(Image annotation data)
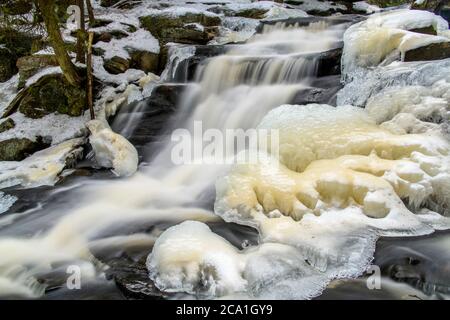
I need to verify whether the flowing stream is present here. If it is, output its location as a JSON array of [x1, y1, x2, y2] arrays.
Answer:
[[0, 16, 446, 297]]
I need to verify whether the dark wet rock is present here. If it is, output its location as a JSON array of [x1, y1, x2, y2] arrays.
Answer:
[[0, 138, 49, 161], [103, 50, 160, 74], [170, 45, 227, 83], [411, 0, 448, 12], [290, 76, 341, 105], [3, 74, 86, 119], [93, 30, 128, 44], [367, 0, 411, 8], [112, 84, 187, 159], [284, 0, 365, 17], [106, 255, 169, 300], [100, 0, 121, 7], [103, 56, 130, 74], [374, 231, 450, 297], [100, 0, 141, 9], [0, 47, 17, 82], [0, 119, 16, 133], [256, 14, 367, 33], [404, 42, 450, 61], [317, 48, 342, 77], [140, 12, 220, 45], [208, 6, 269, 19], [16, 54, 58, 88]]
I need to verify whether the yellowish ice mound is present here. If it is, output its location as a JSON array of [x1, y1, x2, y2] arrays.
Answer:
[[216, 105, 450, 245]]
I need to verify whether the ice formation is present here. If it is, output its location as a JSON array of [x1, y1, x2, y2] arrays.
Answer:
[[337, 59, 450, 107], [0, 138, 84, 188], [342, 10, 449, 77], [148, 105, 450, 298], [147, 221, 325, 299], [87, 120, 139, 176], [366, 80, 450, 123]]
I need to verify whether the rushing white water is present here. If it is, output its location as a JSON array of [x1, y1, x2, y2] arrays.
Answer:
[[0, 20, 343, 296], [0, 13, 449, 298]]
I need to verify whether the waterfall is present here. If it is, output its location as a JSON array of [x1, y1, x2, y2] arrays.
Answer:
[[0, 22, 344, 296]]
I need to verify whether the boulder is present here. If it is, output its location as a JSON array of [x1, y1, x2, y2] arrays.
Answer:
[[103, 56, 131, 74], [0, 28, 43, 82], [93, 30, 128, 44], [208, 6, 269, 20], [0, 119, 16, 133], [103, 50, 159, 74], [0, 138, 48, 161], [0, 47, 17, 82], [404, 42, 450, 61], [0, 0, 33, 15], [130, 50, 159, 73], [3, 74, 86, 119], [16, 54, 58, 88], [140, 11, 220, 46]]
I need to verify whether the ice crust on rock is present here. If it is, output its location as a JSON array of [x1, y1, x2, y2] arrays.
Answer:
[[342, 9, 449, 79], [148, 105, 450, 299], [0, 138, 84, 188], [147, 221, 325, 299], [86, 120, 139, 176]]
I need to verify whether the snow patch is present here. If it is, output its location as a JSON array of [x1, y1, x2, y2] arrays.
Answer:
[[87, 120, 139, 176], [95, 29, 160, 59], [342, 10, 449, 80], [0, 138, 84, 188]]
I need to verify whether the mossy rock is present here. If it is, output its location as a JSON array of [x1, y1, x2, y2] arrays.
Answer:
[[0, 0, 33, 15], [140, 12, 221, 45], [3, 74, 86, 119], [0, 138, 49, 161], [0, 118, 16, 133], [16, 54, 58, 88], [0, 28, 39, 82], [208, 6, 269, 20], [103, 56, 131, 74], [0, 28, 39, 58]]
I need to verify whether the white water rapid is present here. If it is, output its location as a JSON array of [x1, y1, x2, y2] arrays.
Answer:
[[0, 14, 450, 299]]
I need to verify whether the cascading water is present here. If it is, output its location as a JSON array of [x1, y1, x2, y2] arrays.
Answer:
[[0, 22, 360, 296]]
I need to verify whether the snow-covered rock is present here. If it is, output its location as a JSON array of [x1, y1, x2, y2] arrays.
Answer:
[[87, 120, 139, 176], [0, 138, 84, 188], [342, 9, 450, 78]]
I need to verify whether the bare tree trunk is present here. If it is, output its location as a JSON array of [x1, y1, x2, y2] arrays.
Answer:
[[77, 0, 86, 63], [36, 0, 81, 86], [86, 0, 95, 28], [86, 32, 95, 120]]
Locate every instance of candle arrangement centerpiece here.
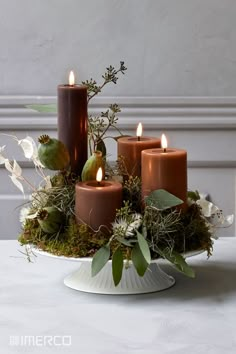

TASK GOAL
Rewrite everything from the line containing "I need to verify whether the white" down to the end of the lines, requests included, and offset every bounding-box coordinate in the answers by -129. Leave the pictures out.

FINAL ANSWER
I need to verify whether the white water rapid is present here. If it is, output its location as a JSON array of [x1, y1, x2, y2] arrays.
Answer:
[[-129, -115, 321, 170]]
I need to verify whether the cascading water is present here. If it is, output its location as a JSON array of [x1, y1, x2, y2] arrays.
Answer:
[[-129, -107, 231, 167]]
I need to verify whether the snow-covered rock is present here. If it is, output its location as a JSON array of [x1, y1, x2, y2] arrays.
Answer:
[[-42, -9, 10, 47], [-129, 9, -45, 59], [213, -120, 321, -51]]
I need to verify whether the bare tree trunk is present here. If it is, output its location as a JSON array of [x1, y1, x2, y2] arrays.
Answer:
[[-52, -129, -43, -66], [-93, -129, -48, -43], [-43, -129, -34, -101], [-43, -97, -34, -9]]
Locate every instance of candle arrangement centerpiece here.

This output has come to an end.